** Opening Source data block **

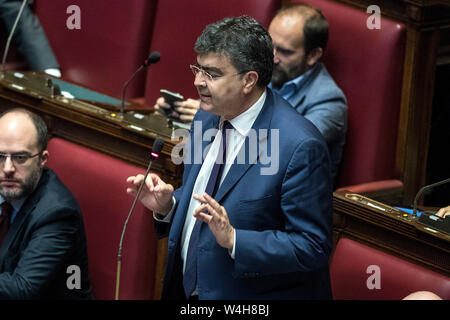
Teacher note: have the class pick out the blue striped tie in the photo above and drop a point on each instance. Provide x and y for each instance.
(190, 273)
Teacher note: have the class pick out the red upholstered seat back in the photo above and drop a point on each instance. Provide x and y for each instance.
(353, 265)
(367, 65)
(112, 43)
(178, 23)
(99, 183)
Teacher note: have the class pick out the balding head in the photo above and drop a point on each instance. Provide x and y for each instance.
(313, 23)
(22, 154)
(21, 121)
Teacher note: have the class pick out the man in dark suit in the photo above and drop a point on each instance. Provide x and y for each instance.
(252, 219)
(299, 35)
(43, 252)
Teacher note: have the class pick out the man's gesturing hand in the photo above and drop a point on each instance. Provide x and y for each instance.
(156, 195)
(217, 220)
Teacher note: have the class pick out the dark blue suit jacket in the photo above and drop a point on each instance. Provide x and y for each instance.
(282, 219)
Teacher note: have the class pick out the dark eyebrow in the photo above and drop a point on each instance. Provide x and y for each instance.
(210, 69)
(283, 50)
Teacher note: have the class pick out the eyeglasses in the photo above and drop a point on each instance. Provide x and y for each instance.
(17, 158)
(206, 75)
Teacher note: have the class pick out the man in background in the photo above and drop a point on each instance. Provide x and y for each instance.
(29, 37)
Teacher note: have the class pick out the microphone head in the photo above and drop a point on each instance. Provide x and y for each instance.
(154, 57)
(157, 147)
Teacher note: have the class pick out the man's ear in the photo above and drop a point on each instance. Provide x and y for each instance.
(314, 56)
(250, 80)
(44, 157)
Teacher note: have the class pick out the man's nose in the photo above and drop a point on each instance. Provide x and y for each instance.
(199, 80)
(8, 165)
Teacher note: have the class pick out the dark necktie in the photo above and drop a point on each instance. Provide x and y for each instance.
(5, 218)
(190, 273)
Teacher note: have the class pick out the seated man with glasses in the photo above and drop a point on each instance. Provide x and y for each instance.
(41, 226)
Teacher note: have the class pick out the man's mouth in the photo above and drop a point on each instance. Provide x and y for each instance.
(9, 182)
(204, 97)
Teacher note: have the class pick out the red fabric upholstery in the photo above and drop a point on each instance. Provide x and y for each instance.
(367, 65)
(177, 26)
(398, 278)
(99, 183)
(112, 43)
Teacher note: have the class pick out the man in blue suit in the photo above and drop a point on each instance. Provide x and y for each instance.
(264, 229)
(300, 34)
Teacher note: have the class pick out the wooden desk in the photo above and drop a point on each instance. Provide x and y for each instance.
(100, 128)
(391, 232)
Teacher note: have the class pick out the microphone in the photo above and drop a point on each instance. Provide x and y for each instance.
(8, 42)
(154, 57)
(156, 149)
(425, 188)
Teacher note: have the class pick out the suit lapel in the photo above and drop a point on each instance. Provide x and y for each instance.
(21, 217)
(237, 171)
(195, 154)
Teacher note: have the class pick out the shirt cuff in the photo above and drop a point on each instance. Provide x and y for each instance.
(233, 251)
(168, 216)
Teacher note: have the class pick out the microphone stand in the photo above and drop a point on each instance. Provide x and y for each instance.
(8, 42)
(154, 155)
(423, 189)
(122, 105)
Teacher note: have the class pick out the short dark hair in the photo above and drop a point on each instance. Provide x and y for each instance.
(315, 29)
(244, 41)
(39, 124)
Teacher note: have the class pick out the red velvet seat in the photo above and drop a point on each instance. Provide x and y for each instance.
(367, 65)
(352, 266)
(177, 26)
(99, 183)
(112, 43)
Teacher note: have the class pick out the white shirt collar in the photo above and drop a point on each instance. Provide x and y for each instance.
(244, 122)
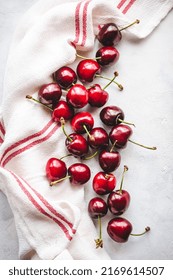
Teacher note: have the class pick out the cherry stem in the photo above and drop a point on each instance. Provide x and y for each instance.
(139, 234)
(129, 123)
(58, 181)
(39, 102)
(68, 155)
(125, 27)
(63, 129)
(122, 179)
(143, 146)
(93, 155)
(111, 80)
(99, 241)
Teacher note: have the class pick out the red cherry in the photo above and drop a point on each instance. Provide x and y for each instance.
(120, 134)
(118, 201)
(49, 93)
(79, 173)
(82, 122)
(63, 110)
(111, 115)
(77, 96)
(77, 144)
(97, 96)
(104, 183)
(107, 55)
(87, 69)
(65, 77)
(119, 229)
(98, 138)
(97, 207)
(109, 160)
(55, 169)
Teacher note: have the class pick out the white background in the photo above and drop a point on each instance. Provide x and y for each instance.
(146, 71)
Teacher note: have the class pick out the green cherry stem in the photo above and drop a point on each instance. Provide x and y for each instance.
(122, 179)
(139, 234)
(143, 146)
(137, 21)
(39, 102)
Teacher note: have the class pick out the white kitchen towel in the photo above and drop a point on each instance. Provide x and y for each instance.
(52, 223)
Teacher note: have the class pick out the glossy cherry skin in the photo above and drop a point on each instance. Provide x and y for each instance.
(80, 120)
(77, 96)
(111, 115)
(107, 55)
(62, 111)
(97, 97)
(78, 146)
(55, 169)
(49, 93)
(109, 161)
(109, 35)
(97, 207)
(120, 133)
(65, 77)
(79, 173)
(119, 229)
(104, 183)
(87, 69)
(118, 202)
(98, 138)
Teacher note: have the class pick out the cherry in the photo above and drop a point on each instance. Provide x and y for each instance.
(107, 55)
(110, 34)
(118, 201)
(97, 209)
(119, 135)
(98, 138)
(109, 160)
(76, 144)
(87, 69)
(82, 122)
(49, 93)
(112, 115)
(78, 174)
(55, 169)
(65, 77)
(77, 96)
(104, 183)
(120, 228)
(62, 111)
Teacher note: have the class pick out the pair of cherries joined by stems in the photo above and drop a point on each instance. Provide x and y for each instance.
(98, 139)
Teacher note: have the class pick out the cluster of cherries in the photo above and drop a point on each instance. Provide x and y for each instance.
(105, 145)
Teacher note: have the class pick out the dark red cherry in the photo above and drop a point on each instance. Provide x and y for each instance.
(65, 77)
(49, 93)
(55, 169)
(119, 135)
(118, 201)
(109, 160)
(82, 122)
(77, 144)
(119, 229)
(87, 70)
(98, 138)
(97, 207)
(104, 183)
(63, 110)
(109, 34)
(77, 96)
(79, 173)
(107, 55)
(97, 97)
(111, 115)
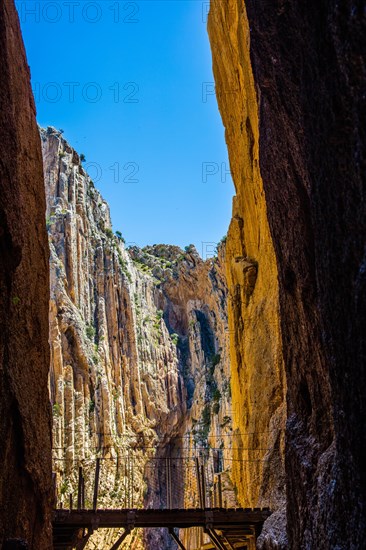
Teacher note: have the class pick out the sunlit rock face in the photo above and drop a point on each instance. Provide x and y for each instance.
(290, 84)
(258, 377)
(25, 415)
(139, 349)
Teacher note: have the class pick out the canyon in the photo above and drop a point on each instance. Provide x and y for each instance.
(257, 353)
(139, 345)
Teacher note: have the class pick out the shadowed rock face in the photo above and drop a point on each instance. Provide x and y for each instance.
(25, 420)
(308, 74)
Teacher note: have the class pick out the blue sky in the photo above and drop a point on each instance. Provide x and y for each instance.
(131, 84)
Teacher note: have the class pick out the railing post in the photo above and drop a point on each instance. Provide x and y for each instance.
(168, 480)
(203, 481)
(199, 484)
(96, 485)
(80, 483)
(219, 490)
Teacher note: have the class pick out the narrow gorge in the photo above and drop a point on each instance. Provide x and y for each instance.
(152, 362)
(139, 345)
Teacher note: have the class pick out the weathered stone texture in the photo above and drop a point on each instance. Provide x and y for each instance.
(25, 415)
(299, 69)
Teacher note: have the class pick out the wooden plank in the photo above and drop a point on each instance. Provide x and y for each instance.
(225, 519)
(118, 543)
(215, 540)
(176, 539)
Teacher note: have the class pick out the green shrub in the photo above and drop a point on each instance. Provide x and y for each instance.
(175, 338)
(56, 410)
(90, 332)
(216, 396)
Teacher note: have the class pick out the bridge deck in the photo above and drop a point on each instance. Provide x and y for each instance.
(221, 524)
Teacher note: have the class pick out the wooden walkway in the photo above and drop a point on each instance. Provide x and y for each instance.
(227, 529)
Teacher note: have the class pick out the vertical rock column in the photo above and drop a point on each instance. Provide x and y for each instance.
(25, 417)
(257, 370)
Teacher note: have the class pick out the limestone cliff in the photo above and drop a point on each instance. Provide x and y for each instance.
(257, 369)
(290, 80)
(25, 416)
(139, 354)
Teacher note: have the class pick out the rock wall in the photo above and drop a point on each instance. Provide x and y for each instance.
(257, 368)
(25, 416)
(290, 79)
(139, 351)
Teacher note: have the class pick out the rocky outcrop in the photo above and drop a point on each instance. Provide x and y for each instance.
(257, 368)
(139, 352)
(25, 415)
(290, 80)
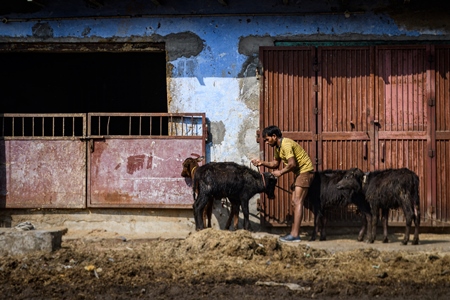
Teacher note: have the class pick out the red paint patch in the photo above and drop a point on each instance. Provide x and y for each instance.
(135, 163)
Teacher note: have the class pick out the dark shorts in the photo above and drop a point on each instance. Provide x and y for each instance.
(303, 180)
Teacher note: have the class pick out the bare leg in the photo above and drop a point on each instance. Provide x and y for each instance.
(298, 197)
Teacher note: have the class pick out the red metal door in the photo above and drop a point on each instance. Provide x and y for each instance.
(288, 101)
(441, 208)
(402, 136)
(43, 161)
(345, 102)
(375, 109)
(135, 159)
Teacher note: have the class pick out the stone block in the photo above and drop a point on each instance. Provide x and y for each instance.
(18, 242)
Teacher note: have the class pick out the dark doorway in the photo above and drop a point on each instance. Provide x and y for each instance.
(47, 82)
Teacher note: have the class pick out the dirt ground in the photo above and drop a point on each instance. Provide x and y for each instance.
(229, 265)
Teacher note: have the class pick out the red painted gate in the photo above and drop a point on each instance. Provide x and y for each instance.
(97, 160)
(369, 107)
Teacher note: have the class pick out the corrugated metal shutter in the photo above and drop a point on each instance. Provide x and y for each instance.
(374, 109)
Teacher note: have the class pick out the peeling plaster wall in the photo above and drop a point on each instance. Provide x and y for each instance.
(212, 59)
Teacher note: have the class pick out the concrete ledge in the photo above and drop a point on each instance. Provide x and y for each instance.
(18, 242)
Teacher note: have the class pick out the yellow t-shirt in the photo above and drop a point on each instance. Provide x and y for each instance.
(289, 148)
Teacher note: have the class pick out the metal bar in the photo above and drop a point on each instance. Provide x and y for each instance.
(140, 125)
(129, 125)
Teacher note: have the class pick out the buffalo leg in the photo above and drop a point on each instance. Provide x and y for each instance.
(323, 224)
(316, 226)
(384, 220)
(366, 221)
(233, 216)
(246, 214)
(207, 214)
(416, 225)
(373, 233)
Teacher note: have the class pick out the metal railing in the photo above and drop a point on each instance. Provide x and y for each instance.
(42, 126)
(123, 125)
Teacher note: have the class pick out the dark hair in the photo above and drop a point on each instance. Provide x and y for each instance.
(271, 130)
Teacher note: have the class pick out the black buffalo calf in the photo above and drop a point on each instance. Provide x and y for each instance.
(385, 190)
(238, 183)
(324, 195)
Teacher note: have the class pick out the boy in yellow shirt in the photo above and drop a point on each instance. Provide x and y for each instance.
(295, 160)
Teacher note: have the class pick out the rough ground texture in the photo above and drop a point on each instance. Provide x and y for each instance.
(229, 265)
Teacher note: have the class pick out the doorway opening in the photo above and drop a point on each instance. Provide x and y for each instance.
(82, 82)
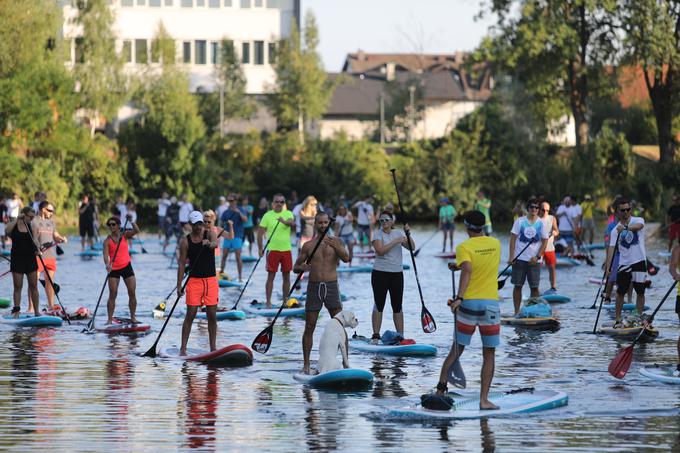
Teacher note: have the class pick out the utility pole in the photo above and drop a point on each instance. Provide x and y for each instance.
(382, 118)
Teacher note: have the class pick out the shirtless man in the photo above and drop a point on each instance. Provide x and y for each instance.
(322, 286)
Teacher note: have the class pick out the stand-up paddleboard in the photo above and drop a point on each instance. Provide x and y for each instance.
(123, 326)
(661, 373)
(28, 320)
(519, 402)
(260, 309)
(229, 284)
(88, 253)
(532, 323)
(234, 355)
(224, 314)
(404, 350)
(345, 379)
(650, 333)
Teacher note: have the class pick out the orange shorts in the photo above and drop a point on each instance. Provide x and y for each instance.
(202, 291)
(50, 264)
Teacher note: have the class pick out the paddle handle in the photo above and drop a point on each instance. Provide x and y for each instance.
(255, 267)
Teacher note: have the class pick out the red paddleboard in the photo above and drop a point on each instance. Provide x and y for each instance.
(230, 356)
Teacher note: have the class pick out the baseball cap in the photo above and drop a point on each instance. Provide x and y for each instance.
(195, 217)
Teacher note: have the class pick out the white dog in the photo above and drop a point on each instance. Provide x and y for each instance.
(334, 337)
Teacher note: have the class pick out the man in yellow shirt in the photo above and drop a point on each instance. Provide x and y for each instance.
(476, 302)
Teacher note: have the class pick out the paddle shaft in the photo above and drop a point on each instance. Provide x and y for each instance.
(152, 351)
(603, 282)
(90, 325)
(47, 273)
(408, 237)
(255, 267)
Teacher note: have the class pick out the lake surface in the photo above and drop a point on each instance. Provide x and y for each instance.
(64, 390)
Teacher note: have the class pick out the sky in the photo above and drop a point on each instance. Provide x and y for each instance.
(395, 26)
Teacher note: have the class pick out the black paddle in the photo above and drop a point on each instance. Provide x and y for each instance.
(47, 273)
(152, 351)
(426, 241)
(255, 267)
(501, 283)
(455, 375)
(599, 310)
(426, 318)
(263, 340)
(90, 325)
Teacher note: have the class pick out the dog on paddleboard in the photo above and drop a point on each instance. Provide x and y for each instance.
(334, 337)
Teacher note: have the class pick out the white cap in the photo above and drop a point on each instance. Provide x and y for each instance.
(195, 217)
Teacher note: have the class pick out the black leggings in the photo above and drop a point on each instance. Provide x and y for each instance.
(387, 281)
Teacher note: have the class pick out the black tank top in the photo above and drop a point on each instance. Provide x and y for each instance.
(202, 266)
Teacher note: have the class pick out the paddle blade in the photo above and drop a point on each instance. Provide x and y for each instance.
(455, 375)
(427, 321)
(621, 363)
(262, 342)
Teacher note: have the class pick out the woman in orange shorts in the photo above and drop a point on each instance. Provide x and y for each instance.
(202, 289)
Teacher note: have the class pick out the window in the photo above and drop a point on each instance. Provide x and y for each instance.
(272, 53)
(259, 52)
(245, 52)
(141, 51)
(186, 52)
(127, 51)
(199, 52)
(214, 52)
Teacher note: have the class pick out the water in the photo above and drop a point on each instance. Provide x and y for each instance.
(64, 390)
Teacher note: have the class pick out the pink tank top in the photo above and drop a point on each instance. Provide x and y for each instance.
(123, 255)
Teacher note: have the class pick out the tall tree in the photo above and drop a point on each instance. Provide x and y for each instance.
(653, 37)
(302, 90)
(557, 50)
(98, 68)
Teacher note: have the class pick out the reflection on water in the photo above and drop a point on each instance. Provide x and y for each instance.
(62, 390)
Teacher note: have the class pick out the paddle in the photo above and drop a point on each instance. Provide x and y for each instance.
(426, 318)
(255, 267)
(426, 241)
(90, 325)
(501, 283)
(621, 363)
(263, 340)
(152, 350)
(599, 310)
(46, 272)
(455, 374)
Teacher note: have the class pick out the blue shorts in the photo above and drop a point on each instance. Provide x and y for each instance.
(486, 314)
(232, 244)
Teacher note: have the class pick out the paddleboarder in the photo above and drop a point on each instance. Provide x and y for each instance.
(278, 249)
(119, 265)
(322, 286)
(388, 273)
(201, 288)
(23, 259)
(478, 258)
(526, 230)
(629, 233)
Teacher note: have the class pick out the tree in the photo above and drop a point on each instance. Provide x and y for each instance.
(653, 35)
(557, 50)
(98, 67)
(302, 90)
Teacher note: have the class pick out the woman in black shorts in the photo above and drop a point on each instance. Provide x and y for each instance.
(23, 260)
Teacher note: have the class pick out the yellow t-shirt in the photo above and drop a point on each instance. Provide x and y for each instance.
(587, 209)
(484, 253)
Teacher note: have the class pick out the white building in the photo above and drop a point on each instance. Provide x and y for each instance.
(197, 27)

** Closing Source data block **

== Exercise instructions ==
The line containing "Teacher note: have the class pick out the white building" and all lines after it, to the end of the records, are to be output exactly and alone.

== Task answer ==
Teacher note: have the class pick out the white building in the photo above and drop a point on each instance. Provide x and y for each instance.
(197, 27)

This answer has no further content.